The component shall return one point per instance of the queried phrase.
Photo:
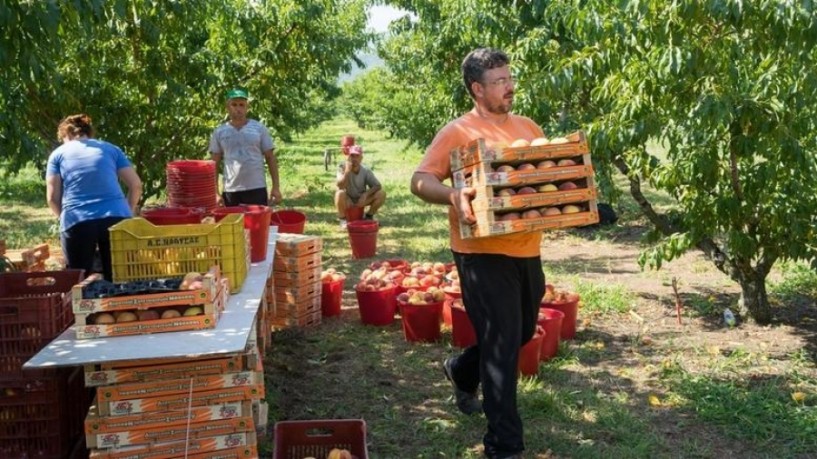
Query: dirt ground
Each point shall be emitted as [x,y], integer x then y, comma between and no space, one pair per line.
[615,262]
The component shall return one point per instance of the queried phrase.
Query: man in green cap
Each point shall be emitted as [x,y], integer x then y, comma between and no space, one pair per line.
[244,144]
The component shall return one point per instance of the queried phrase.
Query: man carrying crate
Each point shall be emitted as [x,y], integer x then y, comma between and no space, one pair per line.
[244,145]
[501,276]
━━━━━━━━
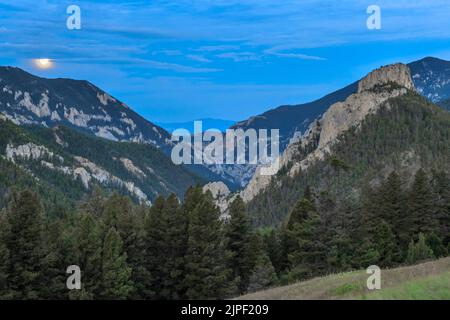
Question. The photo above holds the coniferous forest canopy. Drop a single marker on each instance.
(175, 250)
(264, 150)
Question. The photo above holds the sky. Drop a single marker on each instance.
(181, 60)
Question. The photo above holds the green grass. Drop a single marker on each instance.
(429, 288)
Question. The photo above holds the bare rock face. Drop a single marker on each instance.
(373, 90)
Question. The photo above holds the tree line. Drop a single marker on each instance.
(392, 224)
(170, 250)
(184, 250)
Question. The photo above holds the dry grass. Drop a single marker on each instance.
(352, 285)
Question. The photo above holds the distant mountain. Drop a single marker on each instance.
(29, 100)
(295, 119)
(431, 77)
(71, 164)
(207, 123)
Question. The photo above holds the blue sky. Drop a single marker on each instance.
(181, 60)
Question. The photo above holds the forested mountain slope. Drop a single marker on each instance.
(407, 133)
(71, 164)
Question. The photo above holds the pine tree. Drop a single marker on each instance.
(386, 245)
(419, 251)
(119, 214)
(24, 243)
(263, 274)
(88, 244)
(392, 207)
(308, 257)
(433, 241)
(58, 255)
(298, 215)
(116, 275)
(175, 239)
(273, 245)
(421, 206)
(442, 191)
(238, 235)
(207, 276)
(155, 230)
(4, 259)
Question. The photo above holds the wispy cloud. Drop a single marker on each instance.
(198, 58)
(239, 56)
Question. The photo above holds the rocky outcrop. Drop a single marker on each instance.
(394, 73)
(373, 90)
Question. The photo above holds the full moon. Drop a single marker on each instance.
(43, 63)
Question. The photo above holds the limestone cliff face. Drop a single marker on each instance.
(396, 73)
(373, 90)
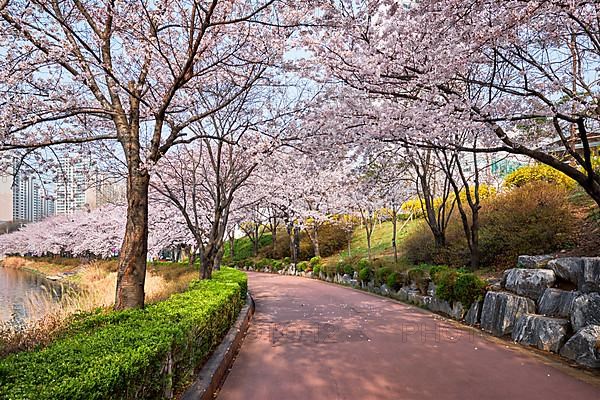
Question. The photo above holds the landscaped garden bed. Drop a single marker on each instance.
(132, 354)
━━━━━━━━
_Your goal_. Say how many lines of the listing above include the word "Query", giving the number alone.

_Answer section_. 3